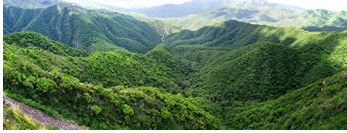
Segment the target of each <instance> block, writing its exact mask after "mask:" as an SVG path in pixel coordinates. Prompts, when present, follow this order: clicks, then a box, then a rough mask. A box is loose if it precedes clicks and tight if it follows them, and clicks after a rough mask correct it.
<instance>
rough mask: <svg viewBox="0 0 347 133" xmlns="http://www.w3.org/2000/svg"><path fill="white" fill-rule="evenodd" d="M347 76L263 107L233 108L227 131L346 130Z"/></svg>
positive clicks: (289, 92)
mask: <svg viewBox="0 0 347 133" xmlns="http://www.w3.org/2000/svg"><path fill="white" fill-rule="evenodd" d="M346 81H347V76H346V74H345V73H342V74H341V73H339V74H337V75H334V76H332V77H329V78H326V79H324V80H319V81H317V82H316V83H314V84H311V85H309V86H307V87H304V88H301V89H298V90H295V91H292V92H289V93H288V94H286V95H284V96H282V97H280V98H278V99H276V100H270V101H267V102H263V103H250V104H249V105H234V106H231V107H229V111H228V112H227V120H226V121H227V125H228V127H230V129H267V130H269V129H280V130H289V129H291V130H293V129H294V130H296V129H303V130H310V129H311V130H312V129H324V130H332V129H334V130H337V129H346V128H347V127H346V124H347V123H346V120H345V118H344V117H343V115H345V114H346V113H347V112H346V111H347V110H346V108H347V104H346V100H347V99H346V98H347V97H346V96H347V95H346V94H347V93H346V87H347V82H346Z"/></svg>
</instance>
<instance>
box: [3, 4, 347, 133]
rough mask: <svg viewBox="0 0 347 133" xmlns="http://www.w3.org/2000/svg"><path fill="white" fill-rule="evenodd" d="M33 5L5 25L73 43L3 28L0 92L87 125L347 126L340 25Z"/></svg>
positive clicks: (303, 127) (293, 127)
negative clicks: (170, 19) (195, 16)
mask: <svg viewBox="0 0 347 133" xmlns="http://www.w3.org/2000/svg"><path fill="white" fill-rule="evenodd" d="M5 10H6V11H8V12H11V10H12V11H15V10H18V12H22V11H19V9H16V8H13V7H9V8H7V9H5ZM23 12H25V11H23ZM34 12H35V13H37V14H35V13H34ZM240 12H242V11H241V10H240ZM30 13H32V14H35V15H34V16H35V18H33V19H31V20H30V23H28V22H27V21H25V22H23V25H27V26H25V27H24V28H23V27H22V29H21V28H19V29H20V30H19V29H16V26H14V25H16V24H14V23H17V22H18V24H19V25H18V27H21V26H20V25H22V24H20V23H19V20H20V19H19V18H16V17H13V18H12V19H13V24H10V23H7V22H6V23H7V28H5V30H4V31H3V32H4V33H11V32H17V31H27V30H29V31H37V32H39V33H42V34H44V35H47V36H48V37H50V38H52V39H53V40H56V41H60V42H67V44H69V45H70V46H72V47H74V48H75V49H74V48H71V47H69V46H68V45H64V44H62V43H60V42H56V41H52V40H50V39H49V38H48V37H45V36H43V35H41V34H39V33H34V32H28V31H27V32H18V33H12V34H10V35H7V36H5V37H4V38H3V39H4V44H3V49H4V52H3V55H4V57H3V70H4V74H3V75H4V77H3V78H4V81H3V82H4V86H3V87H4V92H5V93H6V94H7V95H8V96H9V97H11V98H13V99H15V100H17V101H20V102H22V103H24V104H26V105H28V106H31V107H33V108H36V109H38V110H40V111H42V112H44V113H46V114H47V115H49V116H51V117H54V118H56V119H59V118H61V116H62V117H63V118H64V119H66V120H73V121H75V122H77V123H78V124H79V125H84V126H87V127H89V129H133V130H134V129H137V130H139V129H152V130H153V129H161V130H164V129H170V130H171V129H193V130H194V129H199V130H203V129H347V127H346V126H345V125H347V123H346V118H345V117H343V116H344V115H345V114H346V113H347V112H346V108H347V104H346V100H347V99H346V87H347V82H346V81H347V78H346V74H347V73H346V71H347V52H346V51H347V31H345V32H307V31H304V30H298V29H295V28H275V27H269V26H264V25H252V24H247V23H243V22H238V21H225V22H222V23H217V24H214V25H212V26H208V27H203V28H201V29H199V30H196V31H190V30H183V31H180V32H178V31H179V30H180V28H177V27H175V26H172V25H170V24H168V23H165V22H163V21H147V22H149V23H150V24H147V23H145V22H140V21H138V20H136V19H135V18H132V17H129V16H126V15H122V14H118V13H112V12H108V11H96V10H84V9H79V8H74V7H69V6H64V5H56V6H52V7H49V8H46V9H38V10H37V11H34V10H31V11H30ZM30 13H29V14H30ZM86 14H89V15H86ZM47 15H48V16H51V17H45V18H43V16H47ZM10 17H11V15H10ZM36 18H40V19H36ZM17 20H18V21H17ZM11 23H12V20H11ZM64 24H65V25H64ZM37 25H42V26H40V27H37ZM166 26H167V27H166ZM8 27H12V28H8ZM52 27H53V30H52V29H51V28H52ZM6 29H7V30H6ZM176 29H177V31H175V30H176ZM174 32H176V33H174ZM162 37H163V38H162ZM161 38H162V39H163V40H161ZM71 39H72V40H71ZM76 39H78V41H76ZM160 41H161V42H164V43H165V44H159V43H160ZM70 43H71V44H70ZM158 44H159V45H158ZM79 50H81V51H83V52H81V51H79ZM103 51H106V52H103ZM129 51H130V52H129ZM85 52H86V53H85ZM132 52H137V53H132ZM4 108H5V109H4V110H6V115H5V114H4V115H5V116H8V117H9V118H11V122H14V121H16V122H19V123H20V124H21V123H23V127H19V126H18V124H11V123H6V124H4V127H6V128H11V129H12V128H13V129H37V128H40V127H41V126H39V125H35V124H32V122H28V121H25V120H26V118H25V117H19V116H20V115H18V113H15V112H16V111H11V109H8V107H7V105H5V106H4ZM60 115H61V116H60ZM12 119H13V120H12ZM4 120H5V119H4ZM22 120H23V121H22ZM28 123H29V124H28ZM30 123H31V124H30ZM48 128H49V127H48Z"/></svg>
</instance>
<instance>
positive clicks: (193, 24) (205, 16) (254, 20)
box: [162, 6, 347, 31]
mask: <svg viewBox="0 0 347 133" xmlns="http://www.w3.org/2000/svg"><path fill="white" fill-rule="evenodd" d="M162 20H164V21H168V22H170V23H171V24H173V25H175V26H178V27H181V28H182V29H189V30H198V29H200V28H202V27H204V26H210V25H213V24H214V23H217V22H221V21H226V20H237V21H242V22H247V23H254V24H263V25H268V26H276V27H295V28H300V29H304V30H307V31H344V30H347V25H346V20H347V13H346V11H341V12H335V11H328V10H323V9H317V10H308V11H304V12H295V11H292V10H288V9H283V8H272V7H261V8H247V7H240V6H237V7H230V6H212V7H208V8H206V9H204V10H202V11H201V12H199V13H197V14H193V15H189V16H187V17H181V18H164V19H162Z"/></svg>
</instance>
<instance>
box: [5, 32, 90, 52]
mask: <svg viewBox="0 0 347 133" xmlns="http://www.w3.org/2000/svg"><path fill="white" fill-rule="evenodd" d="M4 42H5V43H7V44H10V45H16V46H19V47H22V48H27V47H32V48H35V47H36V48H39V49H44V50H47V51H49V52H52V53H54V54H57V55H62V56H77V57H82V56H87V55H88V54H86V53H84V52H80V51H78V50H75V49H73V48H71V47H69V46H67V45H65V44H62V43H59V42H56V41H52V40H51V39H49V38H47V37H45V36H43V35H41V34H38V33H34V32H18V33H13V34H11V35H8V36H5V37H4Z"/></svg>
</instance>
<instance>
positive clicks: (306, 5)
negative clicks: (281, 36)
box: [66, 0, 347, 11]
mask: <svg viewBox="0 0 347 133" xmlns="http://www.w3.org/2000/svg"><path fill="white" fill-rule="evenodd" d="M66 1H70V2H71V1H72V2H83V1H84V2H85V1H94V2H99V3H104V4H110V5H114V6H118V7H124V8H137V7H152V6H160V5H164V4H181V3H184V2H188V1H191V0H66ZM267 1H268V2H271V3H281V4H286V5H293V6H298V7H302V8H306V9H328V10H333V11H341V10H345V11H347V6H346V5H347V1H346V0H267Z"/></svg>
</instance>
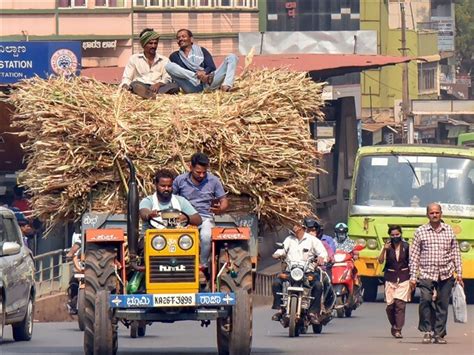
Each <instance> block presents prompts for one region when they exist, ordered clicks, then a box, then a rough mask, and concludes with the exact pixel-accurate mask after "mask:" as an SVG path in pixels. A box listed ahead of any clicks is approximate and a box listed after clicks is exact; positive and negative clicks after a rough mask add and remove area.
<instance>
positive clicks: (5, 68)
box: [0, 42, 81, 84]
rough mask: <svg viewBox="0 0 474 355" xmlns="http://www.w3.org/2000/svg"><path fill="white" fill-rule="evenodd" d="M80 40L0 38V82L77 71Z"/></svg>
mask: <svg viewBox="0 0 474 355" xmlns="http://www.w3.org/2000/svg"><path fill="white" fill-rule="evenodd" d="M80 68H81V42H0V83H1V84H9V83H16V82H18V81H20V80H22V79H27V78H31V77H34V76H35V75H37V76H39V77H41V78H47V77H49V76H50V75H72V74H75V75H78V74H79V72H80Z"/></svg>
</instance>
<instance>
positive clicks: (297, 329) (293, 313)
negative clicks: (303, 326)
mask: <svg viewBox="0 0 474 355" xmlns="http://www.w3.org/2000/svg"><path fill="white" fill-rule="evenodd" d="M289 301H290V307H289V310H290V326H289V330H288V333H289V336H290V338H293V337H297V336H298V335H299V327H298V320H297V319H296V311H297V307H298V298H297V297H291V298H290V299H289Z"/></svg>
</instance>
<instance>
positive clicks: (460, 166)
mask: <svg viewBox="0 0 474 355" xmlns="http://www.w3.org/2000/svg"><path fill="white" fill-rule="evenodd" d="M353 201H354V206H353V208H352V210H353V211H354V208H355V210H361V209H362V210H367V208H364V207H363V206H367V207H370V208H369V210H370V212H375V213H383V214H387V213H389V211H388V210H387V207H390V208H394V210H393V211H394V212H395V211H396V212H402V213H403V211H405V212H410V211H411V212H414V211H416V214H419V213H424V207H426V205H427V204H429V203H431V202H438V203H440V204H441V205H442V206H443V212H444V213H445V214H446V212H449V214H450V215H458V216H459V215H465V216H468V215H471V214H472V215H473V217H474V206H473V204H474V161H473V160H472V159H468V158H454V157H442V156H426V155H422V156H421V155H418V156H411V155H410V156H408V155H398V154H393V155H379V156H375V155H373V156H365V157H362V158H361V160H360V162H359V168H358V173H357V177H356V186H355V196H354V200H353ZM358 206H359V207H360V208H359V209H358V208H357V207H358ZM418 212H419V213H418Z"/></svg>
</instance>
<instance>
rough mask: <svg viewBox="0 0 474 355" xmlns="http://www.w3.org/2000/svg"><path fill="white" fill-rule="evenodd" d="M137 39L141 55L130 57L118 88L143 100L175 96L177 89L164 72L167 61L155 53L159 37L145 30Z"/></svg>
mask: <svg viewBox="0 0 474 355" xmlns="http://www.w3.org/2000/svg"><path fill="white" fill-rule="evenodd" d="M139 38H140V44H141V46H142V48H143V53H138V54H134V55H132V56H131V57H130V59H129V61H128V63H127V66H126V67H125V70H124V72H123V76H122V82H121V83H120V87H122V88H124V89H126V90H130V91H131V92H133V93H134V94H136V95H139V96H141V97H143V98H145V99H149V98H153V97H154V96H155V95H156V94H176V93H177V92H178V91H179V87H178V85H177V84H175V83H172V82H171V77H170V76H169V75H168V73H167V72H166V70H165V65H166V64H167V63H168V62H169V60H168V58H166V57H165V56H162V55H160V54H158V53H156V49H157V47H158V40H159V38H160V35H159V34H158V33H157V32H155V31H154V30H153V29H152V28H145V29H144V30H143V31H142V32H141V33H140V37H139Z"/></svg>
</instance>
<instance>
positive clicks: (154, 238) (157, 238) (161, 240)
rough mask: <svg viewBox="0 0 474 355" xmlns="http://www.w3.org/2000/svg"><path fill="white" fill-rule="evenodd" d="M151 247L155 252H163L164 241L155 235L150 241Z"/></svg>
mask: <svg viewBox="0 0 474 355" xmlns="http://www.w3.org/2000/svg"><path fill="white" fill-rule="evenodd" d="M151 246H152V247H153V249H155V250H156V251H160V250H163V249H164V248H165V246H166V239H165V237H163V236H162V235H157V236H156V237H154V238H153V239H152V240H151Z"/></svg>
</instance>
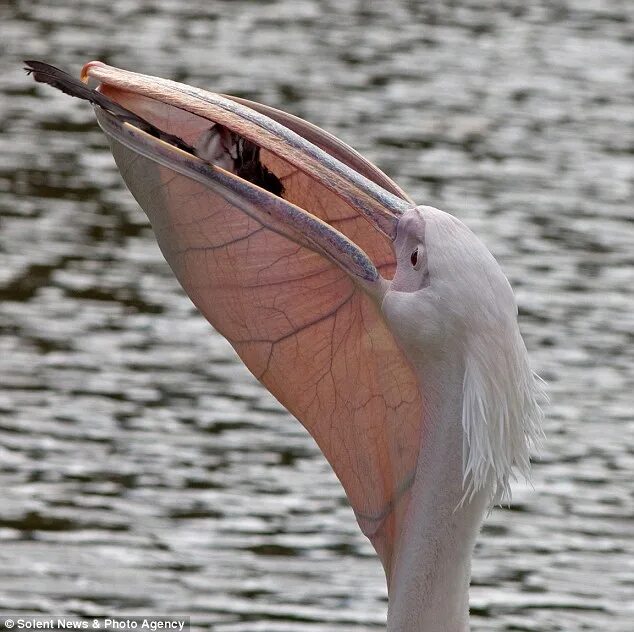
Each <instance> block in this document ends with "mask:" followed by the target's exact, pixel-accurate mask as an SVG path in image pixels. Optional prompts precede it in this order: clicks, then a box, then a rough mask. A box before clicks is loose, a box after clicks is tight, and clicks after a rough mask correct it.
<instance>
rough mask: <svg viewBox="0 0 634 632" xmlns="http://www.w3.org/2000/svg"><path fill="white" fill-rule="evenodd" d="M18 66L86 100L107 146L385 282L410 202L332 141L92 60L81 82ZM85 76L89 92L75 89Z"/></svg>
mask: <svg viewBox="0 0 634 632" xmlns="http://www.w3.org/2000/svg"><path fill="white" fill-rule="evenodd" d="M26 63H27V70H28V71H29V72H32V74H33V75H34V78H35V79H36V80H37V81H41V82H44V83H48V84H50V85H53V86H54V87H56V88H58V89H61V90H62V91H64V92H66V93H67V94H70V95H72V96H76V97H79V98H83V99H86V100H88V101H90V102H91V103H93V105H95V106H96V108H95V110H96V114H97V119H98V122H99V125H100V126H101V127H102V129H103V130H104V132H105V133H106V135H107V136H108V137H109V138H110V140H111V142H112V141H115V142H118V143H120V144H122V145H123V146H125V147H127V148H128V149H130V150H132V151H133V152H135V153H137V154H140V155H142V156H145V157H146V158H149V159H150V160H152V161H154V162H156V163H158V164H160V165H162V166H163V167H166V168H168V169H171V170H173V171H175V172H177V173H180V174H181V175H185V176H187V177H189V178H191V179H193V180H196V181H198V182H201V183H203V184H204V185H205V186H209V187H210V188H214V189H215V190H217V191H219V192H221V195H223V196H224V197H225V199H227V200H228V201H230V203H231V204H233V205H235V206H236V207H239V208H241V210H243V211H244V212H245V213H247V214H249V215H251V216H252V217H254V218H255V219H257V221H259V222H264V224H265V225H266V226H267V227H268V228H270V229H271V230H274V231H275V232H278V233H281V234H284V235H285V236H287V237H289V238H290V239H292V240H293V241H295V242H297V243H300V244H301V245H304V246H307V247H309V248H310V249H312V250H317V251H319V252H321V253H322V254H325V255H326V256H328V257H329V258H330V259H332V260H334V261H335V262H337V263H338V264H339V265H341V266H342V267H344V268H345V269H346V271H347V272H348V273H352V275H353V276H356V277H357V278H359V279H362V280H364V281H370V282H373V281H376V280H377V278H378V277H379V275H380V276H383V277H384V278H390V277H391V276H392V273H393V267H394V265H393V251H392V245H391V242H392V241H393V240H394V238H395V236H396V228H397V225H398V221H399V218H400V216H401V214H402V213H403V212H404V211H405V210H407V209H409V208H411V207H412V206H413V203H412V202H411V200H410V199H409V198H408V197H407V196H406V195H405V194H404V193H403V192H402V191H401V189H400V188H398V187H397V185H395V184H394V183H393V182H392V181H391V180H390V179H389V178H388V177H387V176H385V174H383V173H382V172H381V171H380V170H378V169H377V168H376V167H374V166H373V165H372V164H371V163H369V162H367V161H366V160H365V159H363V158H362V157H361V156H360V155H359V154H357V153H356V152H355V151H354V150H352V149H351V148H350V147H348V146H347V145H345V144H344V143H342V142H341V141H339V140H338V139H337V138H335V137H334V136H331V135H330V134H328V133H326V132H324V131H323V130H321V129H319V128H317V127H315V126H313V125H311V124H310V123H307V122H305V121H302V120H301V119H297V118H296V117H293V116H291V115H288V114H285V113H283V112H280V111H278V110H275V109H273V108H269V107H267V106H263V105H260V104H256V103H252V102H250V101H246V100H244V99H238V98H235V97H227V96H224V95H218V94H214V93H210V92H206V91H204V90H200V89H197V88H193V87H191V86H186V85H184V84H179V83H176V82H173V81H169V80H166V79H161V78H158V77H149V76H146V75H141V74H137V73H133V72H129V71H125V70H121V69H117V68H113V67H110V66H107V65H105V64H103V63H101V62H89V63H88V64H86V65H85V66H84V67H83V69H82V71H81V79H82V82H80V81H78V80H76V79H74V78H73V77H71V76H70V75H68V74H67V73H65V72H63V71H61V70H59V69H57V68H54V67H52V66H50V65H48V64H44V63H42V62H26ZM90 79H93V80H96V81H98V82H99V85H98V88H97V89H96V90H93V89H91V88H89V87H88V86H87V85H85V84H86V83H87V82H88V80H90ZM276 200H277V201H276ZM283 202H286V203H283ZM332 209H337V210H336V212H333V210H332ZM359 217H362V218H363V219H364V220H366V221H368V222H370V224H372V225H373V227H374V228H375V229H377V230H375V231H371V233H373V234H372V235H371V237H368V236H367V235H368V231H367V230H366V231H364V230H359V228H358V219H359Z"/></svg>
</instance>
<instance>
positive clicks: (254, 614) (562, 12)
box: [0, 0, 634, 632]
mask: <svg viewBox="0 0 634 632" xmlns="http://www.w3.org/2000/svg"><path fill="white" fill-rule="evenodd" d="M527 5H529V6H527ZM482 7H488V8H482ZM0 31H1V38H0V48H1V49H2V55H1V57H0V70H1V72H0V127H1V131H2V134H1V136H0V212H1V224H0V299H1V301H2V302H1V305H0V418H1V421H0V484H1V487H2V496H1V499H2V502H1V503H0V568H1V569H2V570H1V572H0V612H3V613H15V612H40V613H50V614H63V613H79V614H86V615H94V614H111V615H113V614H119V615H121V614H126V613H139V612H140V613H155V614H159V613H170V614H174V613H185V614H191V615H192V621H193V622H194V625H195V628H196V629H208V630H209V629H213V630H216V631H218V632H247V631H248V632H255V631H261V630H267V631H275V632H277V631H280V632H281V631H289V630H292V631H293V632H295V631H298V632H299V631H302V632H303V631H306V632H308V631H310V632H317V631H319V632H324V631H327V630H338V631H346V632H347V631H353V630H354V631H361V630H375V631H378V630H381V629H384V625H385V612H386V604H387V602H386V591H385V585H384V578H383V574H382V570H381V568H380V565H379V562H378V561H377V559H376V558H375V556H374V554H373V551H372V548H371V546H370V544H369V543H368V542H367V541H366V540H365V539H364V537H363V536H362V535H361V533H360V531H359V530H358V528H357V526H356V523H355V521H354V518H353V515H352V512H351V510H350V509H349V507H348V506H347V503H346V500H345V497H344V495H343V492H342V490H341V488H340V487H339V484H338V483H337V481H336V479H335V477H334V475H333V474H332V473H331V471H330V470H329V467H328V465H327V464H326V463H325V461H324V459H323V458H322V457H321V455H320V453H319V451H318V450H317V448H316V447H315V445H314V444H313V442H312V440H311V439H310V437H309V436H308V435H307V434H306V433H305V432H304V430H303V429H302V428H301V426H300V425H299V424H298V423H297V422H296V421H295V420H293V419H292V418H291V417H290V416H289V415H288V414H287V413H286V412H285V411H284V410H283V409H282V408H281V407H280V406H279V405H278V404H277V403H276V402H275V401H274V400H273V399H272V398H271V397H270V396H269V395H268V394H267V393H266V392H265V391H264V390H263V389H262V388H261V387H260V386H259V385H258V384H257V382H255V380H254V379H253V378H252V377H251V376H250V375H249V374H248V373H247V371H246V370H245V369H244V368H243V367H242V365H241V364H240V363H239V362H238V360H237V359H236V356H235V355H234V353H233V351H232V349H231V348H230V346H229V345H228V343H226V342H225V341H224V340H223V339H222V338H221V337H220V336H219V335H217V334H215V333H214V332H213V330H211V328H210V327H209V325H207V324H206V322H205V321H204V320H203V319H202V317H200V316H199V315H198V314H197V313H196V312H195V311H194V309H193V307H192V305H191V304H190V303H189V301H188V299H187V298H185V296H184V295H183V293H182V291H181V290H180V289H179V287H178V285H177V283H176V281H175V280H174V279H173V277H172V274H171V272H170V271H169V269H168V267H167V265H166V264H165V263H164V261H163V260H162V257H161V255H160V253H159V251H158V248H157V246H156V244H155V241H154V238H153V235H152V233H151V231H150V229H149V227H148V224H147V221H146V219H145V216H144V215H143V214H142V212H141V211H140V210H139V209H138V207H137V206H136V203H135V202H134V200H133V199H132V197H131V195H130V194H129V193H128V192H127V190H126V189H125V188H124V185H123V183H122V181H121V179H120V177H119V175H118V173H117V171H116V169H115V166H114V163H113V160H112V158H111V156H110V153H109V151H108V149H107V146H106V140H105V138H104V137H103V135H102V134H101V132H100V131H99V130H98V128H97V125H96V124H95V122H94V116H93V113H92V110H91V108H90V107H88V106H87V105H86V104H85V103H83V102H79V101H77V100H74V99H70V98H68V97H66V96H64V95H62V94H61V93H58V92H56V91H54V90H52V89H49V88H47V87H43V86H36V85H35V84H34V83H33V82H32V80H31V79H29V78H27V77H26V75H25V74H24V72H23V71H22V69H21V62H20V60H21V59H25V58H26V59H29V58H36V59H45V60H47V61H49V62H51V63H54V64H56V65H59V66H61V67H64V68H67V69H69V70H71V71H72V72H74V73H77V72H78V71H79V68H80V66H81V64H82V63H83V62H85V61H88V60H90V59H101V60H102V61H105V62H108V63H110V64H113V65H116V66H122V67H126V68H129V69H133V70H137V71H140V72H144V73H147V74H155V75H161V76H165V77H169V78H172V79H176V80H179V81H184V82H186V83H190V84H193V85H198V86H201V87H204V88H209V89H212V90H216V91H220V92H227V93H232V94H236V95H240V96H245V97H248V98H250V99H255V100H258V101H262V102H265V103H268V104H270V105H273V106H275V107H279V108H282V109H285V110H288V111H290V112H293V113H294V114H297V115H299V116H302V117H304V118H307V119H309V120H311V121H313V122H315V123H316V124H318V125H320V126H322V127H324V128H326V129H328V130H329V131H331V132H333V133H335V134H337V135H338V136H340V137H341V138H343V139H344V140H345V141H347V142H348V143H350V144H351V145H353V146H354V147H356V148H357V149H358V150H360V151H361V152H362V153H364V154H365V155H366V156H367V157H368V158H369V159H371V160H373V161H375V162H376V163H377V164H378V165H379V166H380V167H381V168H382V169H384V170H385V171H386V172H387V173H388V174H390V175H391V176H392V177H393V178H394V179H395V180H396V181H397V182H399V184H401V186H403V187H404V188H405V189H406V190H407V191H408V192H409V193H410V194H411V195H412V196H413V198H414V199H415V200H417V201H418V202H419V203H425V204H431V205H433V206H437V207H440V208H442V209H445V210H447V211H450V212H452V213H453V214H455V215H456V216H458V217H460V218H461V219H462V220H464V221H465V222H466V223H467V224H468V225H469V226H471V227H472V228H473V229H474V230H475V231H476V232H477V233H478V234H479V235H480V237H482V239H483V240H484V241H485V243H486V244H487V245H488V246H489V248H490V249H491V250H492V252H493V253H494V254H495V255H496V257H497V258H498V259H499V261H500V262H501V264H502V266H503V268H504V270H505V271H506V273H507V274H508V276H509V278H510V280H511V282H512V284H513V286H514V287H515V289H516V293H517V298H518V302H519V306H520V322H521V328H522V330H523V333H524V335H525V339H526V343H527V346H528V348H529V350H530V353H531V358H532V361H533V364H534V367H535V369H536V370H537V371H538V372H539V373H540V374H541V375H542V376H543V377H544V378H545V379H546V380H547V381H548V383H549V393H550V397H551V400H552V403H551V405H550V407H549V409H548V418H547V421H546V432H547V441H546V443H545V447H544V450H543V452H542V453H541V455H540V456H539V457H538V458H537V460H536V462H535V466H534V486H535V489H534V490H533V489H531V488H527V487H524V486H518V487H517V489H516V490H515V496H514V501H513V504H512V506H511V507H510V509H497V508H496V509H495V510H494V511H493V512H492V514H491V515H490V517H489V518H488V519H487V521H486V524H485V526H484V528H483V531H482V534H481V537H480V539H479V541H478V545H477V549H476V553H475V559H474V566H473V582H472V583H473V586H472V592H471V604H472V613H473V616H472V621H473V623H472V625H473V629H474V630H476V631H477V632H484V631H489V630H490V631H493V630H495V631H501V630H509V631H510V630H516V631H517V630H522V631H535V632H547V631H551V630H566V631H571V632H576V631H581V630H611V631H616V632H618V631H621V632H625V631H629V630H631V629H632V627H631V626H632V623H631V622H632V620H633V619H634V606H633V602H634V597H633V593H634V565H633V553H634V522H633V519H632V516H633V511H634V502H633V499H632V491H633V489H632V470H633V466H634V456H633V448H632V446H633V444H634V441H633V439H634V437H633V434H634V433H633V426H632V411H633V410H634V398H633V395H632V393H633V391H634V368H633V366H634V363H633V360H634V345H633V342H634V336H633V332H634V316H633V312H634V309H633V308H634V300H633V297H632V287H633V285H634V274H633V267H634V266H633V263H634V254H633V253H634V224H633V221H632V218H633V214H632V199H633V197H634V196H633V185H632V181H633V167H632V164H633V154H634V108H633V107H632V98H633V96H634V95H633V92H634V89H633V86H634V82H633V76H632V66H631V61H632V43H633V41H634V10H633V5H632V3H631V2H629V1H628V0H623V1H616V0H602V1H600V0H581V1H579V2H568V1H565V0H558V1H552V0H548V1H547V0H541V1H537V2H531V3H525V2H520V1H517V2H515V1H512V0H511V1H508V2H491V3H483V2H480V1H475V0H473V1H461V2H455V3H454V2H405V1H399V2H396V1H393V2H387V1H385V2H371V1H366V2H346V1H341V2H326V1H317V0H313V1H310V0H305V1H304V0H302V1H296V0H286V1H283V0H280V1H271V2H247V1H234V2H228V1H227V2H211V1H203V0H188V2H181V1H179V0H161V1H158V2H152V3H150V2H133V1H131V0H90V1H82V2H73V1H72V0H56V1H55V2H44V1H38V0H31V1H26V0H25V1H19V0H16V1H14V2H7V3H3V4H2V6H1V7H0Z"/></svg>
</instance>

========================================

Exactly reproduce the run of lines from the start of the listing through the line with "76L263 107L233 108L227", inclusive; pictures are not copied.

ANSWER SECTION:
Segment the target of each <instance> block, writing its exact mask after "mask:" as an SVG path in pixel coordinates. Prompts, when present, follow this order: clicks, then a box, then a rough mask. A box is loose if it precedes clicks and tight if it follows them, and clicks after a rough mask correct it.
<instance>
rough mask: <svg viewBox="0 0 347 133" xmlns="http://www.w3.org/2000/svg"><path fill="white" fill-rule="evenodd" d="M347 76L263 107L233 108L227 131L346 130Z"/></svg>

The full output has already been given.